EXERCISE REQUIREMENTS: Present the following entries again, word for word and in full.

RECORDS SUPPLIED:
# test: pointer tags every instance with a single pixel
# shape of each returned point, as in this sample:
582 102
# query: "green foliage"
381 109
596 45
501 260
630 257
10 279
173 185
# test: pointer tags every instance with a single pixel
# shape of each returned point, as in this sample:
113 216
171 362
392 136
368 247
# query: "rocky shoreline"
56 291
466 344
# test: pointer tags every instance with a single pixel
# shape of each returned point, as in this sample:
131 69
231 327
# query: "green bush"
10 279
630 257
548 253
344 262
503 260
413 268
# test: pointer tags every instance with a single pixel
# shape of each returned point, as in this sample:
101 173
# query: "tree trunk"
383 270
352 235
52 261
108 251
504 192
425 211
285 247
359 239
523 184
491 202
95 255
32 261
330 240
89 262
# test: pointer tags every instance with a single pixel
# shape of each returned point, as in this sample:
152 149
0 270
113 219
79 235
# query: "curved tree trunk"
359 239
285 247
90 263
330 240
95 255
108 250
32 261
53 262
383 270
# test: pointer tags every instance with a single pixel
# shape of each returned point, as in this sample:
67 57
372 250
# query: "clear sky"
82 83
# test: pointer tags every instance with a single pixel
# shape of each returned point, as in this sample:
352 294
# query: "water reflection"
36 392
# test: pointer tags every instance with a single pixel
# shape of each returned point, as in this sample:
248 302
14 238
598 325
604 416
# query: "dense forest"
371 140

REPLY:
# test: pointer tags every instance with a single pixel
# shape of each returned point, as in this sample:
582 102
# query: "green foliage"
381 109
596 45
501 260
630 257
10 279
173 185
# test: pointer tags every instance with a single pixel
# shape of each returned point, as in this sample:
113 216
171 362
392 136
368 247
# query: "rocky shoreline"
56 291
466 344
# test: pointer tags every instance with a single pixel
# shape of each returned point, as in this sample:
131 69
231 327
# query: "green bush"
10 279
630 257
548 253
344 262
503 260
413 268
# test: pointer tags every instance with a single pixel
# shape of each returned point, as in this sample:
101 173
# query: "tree trunk"
383 270
352 235
52 261
108 251
504 192
425 211
285 247
359 239
523 184
491 202
95 255
32 261
330 240
89 262
# test: pointer tags every instance with a single pixel
# shape of each returned point, as in this sample:
152 149
0 270
113 219
79 235
# query: "curved tree trunk"
359 239
285 247
90 263
330 240
95 255
108 250
32 261
53 262
383 270
# test: pointer tags every instance with a single pixel
# shape of each returned point, as in this sample:
67 57
372 250
# query: "clear sky"
82 83
# test: pointer tags every instance with a single pixel
# shape of each returned point, as in this sample:
352 294
# query: "water reflection"
36 392
# test: pointer tags every instance with a single pixel
# shape of each returned point, as in this sample:
248 302
14 238
598 325
604 416
# query: "dense forest"
371 140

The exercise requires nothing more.